REQUIRED WORK — With both ends included, repeat exactly the lines of the entries below from the one containing "[locate] wooden floor" down to the one containing "[locate] woman's knee", and no others.

==== INFORMATION SHOWN

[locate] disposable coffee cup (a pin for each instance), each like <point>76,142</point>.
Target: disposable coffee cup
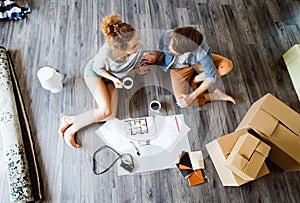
<point>50,79</point>
<point>128,83</point>
<point>155,106</point>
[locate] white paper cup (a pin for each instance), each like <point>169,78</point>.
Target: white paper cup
<point>50,79</point>
<point>155,106</point>
<point>128,83</point>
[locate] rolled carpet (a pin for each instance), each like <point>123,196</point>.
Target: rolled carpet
<point>21,163</point>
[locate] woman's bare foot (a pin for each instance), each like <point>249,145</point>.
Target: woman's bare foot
<point>69,136</point>
<point>219,95</point>
<point>66,121</point>
<point>199,78</point>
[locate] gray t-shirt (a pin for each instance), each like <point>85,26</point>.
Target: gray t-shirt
<point>104,60</point>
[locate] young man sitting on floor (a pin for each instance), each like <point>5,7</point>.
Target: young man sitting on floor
<point>185,53</point>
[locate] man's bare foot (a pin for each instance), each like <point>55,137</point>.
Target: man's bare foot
<point>219,95</point>
<point>69,137</point>
<point>199,78</point>
<point>66,121</point>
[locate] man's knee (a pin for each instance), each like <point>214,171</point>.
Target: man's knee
<point>225,67</point>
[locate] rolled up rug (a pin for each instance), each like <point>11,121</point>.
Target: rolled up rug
<point>21,163</point>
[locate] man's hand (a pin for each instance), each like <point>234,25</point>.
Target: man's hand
<point>185,100</point>
<point>149,58</point>
<point>143,69</point>
<point>118,83</point>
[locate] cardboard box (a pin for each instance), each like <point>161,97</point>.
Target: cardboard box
<point>279,126</point>
<point>292,61</point>
<point>219,150</point>
<point>247,157</point>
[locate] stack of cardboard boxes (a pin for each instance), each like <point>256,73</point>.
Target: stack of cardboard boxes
<point>270,129</point>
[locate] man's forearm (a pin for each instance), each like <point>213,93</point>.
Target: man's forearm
<point>158,54</point>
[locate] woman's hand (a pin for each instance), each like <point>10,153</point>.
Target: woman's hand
<point>143,69</point>
<point>117,83</point>
<point>185,100</point>
<point>149,58</point>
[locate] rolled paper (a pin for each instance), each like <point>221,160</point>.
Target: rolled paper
<point>19,180</point>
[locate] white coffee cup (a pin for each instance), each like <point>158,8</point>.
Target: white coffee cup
<point>155,106</point>
<point>128,83</point>
<point>50,79</point>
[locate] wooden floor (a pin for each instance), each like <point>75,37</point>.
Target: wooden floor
<point>65,35</point>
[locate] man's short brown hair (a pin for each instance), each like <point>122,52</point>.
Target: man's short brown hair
<point>186,39</point>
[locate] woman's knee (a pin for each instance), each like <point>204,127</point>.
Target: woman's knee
<point>225,67</point>
<point>104,113</point>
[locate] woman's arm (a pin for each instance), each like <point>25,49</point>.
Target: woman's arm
<point>117,82</point>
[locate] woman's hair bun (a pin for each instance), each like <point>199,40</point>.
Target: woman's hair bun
<point>109,25</point>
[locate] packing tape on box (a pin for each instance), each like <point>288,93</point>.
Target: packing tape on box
<point>21,164</point>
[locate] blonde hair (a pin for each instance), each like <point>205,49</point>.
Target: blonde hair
<point>117,34</point>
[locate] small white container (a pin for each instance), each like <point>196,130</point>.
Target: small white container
<point>50,79</point>
<point>128,83</point>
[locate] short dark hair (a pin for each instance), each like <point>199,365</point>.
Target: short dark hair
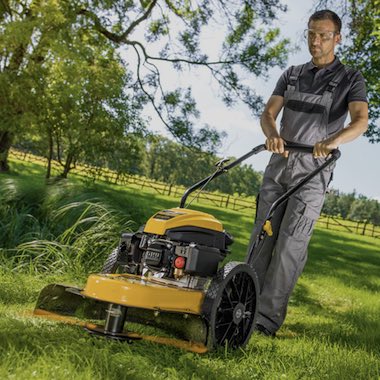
<point>326,14</point>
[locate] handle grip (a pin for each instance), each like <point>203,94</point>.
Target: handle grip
<point>292,147</point>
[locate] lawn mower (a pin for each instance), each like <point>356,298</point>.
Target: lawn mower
<point>169,275</point>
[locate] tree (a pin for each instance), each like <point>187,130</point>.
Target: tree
<point>362,50</point>
<point>146,28</point>
<point>169,162</point>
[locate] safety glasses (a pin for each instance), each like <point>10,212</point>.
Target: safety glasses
<point>312,34</point>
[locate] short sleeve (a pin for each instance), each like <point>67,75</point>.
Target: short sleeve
<point>357,92</point>
<point>282,83</point>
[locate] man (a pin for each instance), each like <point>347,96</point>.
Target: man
<point>315,98</point>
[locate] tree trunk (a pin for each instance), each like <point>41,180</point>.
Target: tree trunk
<point>5,144</point>
<point>67,166</point>
<point>50,155</point>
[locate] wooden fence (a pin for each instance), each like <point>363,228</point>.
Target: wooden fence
<point>242,204</point>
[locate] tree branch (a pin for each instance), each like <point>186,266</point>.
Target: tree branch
<point>118,38</point>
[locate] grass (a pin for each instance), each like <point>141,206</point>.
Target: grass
<point>332,330</point>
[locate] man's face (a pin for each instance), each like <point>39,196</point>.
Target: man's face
<point>322,39</point>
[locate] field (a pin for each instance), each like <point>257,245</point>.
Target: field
<point>332,330</point>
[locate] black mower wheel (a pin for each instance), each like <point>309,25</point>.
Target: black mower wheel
<point>230,305</point>
<point>111,264</point>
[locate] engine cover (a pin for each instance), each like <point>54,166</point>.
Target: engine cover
<point>166,220</point>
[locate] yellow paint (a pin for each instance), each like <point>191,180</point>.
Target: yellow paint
<point>134,291</point>
<point>180,217</point>
<point>197,347</point>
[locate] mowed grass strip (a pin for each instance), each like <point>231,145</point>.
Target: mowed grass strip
<point>332,330</point>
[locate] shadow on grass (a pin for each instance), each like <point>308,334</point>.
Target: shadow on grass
<point>56,344</point>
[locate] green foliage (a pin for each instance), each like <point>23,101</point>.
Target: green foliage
<point>62,81</point>
<point>352,206</point>
<point>169,162</point>
<point>331,331</point>
<point>362,50</point>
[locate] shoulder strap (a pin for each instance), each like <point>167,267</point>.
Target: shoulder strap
<point>339,75</point>
<point>294,74</point>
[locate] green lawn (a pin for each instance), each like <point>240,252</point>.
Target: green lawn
<point>332,330</point>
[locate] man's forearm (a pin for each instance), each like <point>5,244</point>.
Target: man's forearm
<point>352,131</point>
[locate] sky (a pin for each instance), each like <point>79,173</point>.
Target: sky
<point>356,169</point>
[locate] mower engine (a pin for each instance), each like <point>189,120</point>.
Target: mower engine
<point>176,245</point>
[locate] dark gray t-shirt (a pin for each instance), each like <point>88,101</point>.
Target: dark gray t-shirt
<point>315,81</point>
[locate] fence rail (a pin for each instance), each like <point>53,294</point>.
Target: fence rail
<point>243,204</point>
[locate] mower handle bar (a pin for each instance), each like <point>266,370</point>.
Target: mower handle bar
<point>292,147</point>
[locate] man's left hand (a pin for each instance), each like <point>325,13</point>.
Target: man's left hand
<point>323,148</point>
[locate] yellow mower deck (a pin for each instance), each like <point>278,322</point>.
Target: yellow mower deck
<point>197,348</point>
<point>135,291</point>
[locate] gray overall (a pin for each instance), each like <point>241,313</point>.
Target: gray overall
<point>282,259</point>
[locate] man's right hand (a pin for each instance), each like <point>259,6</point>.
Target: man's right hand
<point>276,145</point>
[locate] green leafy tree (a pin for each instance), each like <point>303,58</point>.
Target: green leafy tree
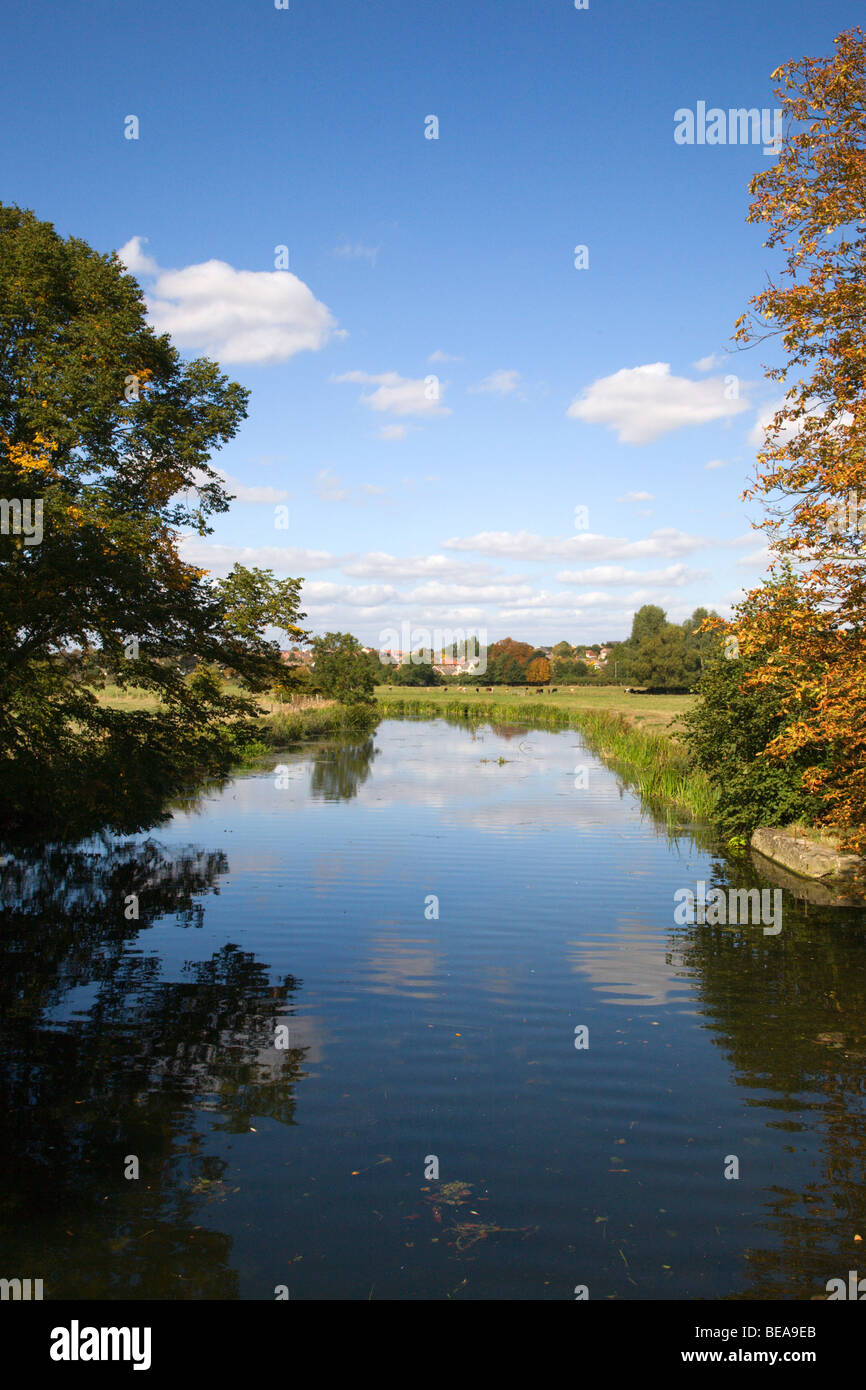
<point>341,669</point>
<point>109,435</point>
<point>538,672</point>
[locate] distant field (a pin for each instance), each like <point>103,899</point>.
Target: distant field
<point>131,698</point>
<point>659,713</point>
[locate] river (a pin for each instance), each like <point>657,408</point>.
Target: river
<point>410,1016</point>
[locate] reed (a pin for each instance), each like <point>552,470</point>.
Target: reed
<point>655,765</point>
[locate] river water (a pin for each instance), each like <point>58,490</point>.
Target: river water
<point>434,950</point>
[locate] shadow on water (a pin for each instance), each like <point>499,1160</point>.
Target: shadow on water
<point>124,1072</point>
<point>104,1058</point>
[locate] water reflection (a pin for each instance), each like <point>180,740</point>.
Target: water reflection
<point>341,769</point>
<point>143,982</point>
<point>103,1059</point>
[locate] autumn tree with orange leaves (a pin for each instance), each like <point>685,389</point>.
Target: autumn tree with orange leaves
<point>801,635</point>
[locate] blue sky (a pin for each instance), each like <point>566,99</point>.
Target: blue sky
<point>451,503</point>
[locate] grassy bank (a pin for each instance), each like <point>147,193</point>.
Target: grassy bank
<point>660,713</point>
<point>655,763</point>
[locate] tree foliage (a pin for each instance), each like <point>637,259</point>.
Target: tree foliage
<point>109,434</point>
<point>341,669</point>
<point>805,634</point>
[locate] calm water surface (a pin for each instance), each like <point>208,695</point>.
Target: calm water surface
<point>298,906</point>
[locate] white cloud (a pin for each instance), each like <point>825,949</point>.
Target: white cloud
<point>355,250</point>
<point>328,488</point>
<point>252,494</point>
<point>758,558</point>
<point>362,595</point>
<point>218,559</point>
<point>398,395</point>
<point>524,545</point>
<point>676,574</point>
<point>232,314</point>
<point>502,592</point>
<point>378,563</point>
<point>499,384</point>
<point>647,402</point>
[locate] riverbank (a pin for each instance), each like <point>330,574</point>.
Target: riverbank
<point>805,856</point>
<point>660,713</point>
<point>655,763</point>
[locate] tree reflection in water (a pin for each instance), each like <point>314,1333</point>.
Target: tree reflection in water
<point>128,1073</point>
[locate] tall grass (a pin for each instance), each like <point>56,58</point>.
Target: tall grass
<point>655,765</point>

========

COMPLETED EXERCISE —
[locate] wooden floor (a pin for each instance), each like <point>75,37</point>.
Target: wooden floor
<point>65,35</point>
[locate] man's short brown hair (a pin for each instance), each like <point>122,52</point>.
Target: man's short brown hair
<point>186,39</point>
[locate] woman's knee (a pin for each instance), each like <point>204,127</point>.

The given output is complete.